DÉFIS:
A - Énumérez, s'il vous plaît, toutes les fins du mariage que cite la page.
B - Extrayez de la page tout le passage allant de « Il ne faut pas » jusqu'à « la conception luthérienne. ».

PAGE:
La fin de procréation, objective et inscrite dans la nature, ne peut jamais manquer. La fin d’union, subjective et fondée sur la volonté des époux, peut disparaître. Le primat de la fin de procréation sauve le mariage, le primat de la fin d’union l’expose à de graves risques.
Il ne faut pas oublier en outre que les fins du mariage ne sont pas au nombre de deux, mais sont bien trois, parce qu’il y a aussi, subsidiairement, le remède à la concupiscence. Personne ne parle de cette troisième fin du mariage, parce qu’on a perdu le sens de la notion de concupiscence, souvent confondue avec le péché, selon la conception luthérienne.
La concupiscence, présente en tout homme – à l’exception de la Vierge Marie, qui fut préservée du péché originel – nous rappelle que la vie sur terre est une lutte incessante, parce que, comme le dit saint Jean, « dans le monde n’existe que concupiscence de la chair, concupiscence des yeux et orgueil de la vie » (1 Jean II,16).

DONNÉES FOURNIES:
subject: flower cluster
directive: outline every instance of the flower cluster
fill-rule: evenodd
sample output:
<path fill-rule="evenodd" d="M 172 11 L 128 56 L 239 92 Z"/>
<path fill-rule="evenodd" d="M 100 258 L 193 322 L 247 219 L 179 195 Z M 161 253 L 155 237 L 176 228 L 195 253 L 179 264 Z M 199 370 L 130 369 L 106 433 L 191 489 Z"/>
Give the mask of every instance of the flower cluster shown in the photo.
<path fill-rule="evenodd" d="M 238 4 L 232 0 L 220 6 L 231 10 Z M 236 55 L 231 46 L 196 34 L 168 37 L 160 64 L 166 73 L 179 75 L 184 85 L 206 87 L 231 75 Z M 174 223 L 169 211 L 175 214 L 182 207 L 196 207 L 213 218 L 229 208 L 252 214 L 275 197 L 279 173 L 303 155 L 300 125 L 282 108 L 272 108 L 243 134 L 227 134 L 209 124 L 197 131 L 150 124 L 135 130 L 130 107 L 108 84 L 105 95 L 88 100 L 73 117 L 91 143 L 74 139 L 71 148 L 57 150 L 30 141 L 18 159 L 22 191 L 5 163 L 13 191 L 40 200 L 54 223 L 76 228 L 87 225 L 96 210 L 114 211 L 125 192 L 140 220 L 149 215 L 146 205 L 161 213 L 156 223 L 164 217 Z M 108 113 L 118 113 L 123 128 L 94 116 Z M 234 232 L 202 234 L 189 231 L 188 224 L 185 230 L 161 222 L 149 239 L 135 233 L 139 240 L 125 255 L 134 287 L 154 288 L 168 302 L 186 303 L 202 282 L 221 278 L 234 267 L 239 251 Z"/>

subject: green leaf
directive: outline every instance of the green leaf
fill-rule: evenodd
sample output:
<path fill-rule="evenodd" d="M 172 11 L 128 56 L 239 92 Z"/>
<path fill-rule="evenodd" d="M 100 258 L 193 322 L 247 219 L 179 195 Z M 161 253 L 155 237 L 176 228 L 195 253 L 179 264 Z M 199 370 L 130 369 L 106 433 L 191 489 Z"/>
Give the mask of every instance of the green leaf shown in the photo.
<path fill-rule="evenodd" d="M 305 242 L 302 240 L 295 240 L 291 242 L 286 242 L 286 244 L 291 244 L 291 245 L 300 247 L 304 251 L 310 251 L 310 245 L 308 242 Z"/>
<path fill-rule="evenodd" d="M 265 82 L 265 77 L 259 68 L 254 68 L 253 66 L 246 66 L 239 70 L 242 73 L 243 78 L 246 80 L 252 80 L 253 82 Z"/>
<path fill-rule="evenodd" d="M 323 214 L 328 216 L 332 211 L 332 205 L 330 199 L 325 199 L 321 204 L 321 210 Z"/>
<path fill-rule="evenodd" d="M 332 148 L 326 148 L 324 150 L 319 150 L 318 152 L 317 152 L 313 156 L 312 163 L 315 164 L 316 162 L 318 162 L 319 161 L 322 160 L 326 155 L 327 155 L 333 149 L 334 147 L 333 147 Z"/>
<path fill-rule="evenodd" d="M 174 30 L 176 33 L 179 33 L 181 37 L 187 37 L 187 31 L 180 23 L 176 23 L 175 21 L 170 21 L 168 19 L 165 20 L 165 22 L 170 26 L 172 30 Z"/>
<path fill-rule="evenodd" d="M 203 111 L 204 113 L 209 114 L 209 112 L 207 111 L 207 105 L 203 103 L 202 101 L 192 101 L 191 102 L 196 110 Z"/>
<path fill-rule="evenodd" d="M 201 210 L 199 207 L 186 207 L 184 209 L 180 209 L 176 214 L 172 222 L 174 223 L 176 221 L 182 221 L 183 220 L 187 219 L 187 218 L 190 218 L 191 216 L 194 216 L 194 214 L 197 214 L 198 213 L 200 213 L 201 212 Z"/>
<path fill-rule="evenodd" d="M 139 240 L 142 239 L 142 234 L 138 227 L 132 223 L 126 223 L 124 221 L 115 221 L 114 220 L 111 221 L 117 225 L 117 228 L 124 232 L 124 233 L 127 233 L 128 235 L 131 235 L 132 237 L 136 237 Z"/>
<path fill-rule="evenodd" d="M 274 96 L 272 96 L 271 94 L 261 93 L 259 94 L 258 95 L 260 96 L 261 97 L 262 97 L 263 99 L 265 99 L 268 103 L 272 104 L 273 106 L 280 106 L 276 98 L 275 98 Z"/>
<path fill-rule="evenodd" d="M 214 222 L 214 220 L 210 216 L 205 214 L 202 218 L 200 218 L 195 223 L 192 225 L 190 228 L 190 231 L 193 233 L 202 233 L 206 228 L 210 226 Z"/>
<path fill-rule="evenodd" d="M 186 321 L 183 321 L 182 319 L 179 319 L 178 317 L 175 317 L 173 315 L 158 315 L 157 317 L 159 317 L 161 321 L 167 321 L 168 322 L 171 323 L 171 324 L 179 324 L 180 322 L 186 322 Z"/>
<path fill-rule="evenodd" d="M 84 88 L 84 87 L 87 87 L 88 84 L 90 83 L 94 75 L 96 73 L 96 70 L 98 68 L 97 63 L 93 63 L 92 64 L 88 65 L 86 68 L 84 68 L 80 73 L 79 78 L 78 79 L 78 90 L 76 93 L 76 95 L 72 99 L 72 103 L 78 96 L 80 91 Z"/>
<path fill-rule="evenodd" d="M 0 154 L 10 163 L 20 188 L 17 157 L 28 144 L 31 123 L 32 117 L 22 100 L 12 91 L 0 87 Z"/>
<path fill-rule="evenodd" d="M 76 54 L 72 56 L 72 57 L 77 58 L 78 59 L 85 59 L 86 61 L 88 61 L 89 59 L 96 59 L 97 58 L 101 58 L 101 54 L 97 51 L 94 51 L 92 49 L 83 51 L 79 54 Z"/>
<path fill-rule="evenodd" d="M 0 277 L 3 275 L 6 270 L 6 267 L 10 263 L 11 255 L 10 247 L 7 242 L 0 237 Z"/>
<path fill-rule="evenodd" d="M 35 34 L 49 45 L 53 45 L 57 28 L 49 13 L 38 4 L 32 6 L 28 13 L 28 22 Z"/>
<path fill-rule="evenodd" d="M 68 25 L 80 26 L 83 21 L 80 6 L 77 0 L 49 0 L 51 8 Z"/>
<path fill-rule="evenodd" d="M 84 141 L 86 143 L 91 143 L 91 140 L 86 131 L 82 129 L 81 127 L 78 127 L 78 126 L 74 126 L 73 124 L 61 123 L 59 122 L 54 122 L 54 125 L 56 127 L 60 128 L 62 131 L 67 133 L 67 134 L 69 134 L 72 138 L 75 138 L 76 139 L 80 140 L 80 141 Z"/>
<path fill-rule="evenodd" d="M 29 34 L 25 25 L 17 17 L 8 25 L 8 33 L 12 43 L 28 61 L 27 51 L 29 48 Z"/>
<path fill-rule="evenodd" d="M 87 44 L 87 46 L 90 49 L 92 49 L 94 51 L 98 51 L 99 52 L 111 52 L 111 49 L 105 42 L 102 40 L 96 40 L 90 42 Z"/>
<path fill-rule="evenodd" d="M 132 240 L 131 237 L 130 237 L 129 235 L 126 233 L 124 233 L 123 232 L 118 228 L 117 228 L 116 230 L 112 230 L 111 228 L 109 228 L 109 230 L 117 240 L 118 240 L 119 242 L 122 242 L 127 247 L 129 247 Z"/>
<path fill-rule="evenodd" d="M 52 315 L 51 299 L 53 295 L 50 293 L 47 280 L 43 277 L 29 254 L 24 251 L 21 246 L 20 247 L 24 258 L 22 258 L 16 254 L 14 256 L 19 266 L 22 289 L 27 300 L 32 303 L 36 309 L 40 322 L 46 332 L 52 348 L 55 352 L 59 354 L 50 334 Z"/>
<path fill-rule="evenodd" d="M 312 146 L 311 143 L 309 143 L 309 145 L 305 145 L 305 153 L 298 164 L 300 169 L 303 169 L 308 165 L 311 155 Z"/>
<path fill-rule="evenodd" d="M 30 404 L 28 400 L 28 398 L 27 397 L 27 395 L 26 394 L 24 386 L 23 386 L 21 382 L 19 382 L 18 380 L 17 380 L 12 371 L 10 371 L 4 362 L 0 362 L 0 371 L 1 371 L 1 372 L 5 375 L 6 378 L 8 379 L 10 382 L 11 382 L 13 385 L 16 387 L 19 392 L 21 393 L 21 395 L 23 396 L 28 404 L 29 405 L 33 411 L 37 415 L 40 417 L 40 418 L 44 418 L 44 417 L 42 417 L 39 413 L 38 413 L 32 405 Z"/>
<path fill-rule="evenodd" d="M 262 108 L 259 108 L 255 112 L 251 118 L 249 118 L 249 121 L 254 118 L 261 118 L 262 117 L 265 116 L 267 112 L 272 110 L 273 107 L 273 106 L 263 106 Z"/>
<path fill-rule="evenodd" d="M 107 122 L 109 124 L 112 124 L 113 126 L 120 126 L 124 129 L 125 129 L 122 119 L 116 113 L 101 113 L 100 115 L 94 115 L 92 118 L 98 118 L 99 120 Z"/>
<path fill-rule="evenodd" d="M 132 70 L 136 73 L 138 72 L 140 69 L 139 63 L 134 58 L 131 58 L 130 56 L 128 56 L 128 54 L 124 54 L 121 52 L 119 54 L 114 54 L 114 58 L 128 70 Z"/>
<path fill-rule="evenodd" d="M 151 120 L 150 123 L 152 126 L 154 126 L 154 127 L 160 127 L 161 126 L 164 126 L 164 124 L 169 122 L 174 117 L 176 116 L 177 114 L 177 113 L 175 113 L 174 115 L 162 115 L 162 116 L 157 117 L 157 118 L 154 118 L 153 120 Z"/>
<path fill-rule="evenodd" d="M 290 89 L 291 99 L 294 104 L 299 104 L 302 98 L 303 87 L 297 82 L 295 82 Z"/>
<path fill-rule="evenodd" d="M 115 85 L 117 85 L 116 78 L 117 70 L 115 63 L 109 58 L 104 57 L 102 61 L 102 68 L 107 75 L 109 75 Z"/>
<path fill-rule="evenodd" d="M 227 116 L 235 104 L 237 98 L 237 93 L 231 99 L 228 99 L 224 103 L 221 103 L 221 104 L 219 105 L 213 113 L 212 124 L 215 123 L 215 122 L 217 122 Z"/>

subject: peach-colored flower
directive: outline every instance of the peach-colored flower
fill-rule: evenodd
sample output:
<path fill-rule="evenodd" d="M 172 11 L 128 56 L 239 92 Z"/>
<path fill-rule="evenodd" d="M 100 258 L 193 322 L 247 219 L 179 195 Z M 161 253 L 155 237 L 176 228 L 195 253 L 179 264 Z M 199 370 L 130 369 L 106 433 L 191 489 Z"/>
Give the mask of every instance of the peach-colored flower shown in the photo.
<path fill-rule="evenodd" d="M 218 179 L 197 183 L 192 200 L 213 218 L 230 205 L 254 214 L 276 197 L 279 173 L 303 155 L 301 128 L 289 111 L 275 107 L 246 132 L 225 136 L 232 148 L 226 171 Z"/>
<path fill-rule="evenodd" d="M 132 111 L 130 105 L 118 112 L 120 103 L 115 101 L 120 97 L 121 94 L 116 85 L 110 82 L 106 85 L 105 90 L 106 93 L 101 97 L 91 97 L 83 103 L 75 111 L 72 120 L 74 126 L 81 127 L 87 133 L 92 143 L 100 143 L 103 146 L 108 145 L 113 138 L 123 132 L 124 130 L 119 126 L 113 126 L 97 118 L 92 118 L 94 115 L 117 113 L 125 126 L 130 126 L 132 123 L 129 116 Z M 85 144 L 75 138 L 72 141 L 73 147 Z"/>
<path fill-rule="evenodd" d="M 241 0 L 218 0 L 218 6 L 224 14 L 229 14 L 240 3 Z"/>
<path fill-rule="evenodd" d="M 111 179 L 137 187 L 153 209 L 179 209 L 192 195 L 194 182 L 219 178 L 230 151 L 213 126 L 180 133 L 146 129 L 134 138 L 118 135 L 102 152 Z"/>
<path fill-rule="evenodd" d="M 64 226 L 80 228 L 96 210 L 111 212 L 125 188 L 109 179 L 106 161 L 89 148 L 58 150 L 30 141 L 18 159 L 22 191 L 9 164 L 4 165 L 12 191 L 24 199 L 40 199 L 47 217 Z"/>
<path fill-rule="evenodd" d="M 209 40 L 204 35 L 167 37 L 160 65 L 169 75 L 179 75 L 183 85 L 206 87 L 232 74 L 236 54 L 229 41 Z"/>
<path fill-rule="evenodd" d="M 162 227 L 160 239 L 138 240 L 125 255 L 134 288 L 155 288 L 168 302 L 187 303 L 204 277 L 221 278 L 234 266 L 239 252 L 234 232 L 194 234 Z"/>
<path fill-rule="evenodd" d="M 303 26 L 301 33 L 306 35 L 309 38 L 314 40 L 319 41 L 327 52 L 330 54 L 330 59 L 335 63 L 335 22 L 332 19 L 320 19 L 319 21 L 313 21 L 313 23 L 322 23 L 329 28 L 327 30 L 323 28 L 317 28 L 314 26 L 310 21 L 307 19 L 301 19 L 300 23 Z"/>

RÉPONSES COMPLÈTES:
A - La fin de procréation, la fin d'union et le remède à la concupiscence.

B -
Il ne faut pas oublier en outre que les fins du mariage ne sont pas au nombre de deux, mais sont bien trois, parce qu’il y a aussi, subsidiairement, le remède à la concupiscence. Personne ne parle de cette troisième fin du mariage, parce qu’on a perdu le sens de la notion de concupiscence, souvent confondue avec le péché, selon la conception luthérienne.